__Data__:
------------------------
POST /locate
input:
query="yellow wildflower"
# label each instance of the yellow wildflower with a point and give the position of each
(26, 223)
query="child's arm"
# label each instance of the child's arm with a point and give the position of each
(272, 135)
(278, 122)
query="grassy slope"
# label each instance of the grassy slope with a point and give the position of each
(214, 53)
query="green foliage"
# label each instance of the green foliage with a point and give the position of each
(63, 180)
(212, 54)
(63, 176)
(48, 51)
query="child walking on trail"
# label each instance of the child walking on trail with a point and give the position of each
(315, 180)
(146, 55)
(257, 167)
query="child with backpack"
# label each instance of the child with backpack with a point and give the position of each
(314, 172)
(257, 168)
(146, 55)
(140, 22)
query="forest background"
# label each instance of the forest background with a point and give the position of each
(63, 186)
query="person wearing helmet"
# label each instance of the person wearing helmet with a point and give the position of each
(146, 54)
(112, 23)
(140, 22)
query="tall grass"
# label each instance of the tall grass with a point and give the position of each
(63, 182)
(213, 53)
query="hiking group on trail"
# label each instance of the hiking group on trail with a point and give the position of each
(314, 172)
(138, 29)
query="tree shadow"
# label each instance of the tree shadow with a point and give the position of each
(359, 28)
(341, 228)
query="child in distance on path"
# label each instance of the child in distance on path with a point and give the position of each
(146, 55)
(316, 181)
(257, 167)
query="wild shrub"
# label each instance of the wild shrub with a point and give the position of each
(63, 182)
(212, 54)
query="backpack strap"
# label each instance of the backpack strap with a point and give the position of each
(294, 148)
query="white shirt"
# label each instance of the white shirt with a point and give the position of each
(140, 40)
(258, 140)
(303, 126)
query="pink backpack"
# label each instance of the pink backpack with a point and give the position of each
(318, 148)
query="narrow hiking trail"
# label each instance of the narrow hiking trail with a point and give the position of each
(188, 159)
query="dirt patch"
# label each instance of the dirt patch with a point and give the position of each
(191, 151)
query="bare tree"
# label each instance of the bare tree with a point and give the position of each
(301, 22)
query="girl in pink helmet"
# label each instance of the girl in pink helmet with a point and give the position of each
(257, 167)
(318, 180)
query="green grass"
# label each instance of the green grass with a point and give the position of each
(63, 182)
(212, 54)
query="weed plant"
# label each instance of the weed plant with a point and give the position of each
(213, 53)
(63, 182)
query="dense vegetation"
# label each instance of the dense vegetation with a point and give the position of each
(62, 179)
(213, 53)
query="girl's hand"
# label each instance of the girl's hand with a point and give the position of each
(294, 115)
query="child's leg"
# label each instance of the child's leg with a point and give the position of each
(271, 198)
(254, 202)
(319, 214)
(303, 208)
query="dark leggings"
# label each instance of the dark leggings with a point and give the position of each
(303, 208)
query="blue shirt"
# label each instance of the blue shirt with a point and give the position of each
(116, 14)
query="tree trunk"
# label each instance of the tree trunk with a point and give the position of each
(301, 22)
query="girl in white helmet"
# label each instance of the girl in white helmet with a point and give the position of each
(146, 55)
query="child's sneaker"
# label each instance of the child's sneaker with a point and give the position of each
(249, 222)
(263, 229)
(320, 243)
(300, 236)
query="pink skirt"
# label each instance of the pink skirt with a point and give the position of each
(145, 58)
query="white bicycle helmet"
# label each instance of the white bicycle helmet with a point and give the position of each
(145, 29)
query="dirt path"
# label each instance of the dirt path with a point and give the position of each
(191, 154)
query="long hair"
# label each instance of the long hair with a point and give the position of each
------------------------
__Your objective__:
Write out the material from the first line to the last, exactly.

__Solution to the exercise__:
POST /locate
input:
query="yellow wildflower"
# label each instance of the yellow wildflower with a point and give the position of each
(26, 223)
query="child's arm"
# label each instance of the child's arm with a point and give the position of each
(272, 135)
(278, 122)
query="grassy slope"
# label each instance of the grassy slope with a point and give the position of each
(214, 53)
query="green foliage"
# label each instance of the green foliage with a point and give the position of each
(63, 180)
(212, 54)
(63, 176)
(48, 51)
query="child walking on trail"
# label each instance of the child walking on trail with a point and give the position of each
(315, 180)
(146, 55)
(257, 167)
query="child with backpack"
# label each instance of the child with backpack with a point and give the position of each
(314, 172)
(257, 168)
(146, 55)
(140, 22)
query="forest background"
# label each instance of the forest background with a point and give the position of each
(63, 186)
query="person wearing helmet"
# label each instance of the person wearing helmet with a point and give the position of each
(146, 54)
(112, 23)
(140, 22)
query="tall grass"
# label each instance of the tall grass with a point and give the position of each
(63, 182)
(213, 53)
query="hiking group on trail"
# label each instance of the hiking group on trail with a point and give the position of each
(314, 172)
(138, 29)
query="tree shadow"
# label each instance of the tree shadow with a point and give the position of each
(359, 28)
(341, 228)
query="child in distance on path"
# label each instance of the child in distance on path with a point and give the position of each
(146, 55)
(316, 181)
(257, 167)
query="wild shrub"
# label each instance of the wild shrub with a point and give the position of each
(63, 182)
(212, 54)
query="backpack strap"
# label each instance of the backpack strap with a point and give the position of each
(294, 148)
query="white shirt"
# label each instance of the white shirt with a point and give the position of each
(140, 40)
(258, 140)
(303, 126)
query="pink backpack"
# label each instance of the pink backpack with a point and give the position of each
(318, 148)
query="narrow hiking trail"
# label each instance of the narrow hiking trail with a point and give the position of each
(188, 159)
query="dirt patch"
# label each instance of the dirt patch with a point and give the position of each
(191, 151)
query="bare tree"
# label each instance of the bare tree with a point and give the position of each
(301, 22)
query="girl in pink helmet"
# label each instance of the girl in pink helmet with a point and give the position of each
(257, 167)
(318, 180)
query="green grass"
# label each instance of the green grass with a point and give the position of each
(63, 182)
(212, 54)
query="weed plant"
# label each instance of the weed plant with a point and give the position of each
(213, 53)
(63, 182)
query="dense vegetation"
# label each instance of the dense vegetation with a point and give the position of each
(62, 179)
(213, 53)
query="girl's hand"
# label each instance of the girl's hand with a point and give the position of each
(294, 115)
query="child's leg"
# label each instance of the child's leg with a point and give the position of each
(271, 198)
(254, 202)
(319, 214)
(303, 208)
query="dark leggings"
# label each instance of the dark leggings with a point and give the position of each
(303, 208)
query="blue shirt"
# label each instance of the blue shirt with a point and give the position of each
(116, 14)
query="tree trunk"
# label each instance of the tree trunk with a point and give the position of each
(301, 22)
query="girl in white helmet"
# label each instance of the girl in white helmet with a point and give the position of each
(146, 55)
query="child's sneaker"
# label each instance of the child's sneaker with a point and give the position of each
(249, 222)
(263, 229)
(320, 243)
(300, 236)
query="pink skirt"
# label each instance of the pink skirt with a point and give the position of each
(145, 58)
query="white bicycle helmet"
# label each instance of the white bicycle helmet with a point and give the position of each
(145, 29)
query="dirt path"
# label each instance of the dirt path with a point and give the position of each
(191, 154)
query="long hair"
# label each instance of the long hair with a point and give the position of each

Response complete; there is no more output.